The response must consist of all the entries, duplicated without alteration.
※ ※ ※
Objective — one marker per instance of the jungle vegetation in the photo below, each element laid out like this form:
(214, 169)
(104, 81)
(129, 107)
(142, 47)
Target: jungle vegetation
※ ※ ※
• **Result for this exercise**:
Objective — one marker per instance of the jungle vegetation in the photo below, each element laid out like this form:
(214, 169)
(104, 81)
(129, 107)
(142, 47)
Target: jungle vegetation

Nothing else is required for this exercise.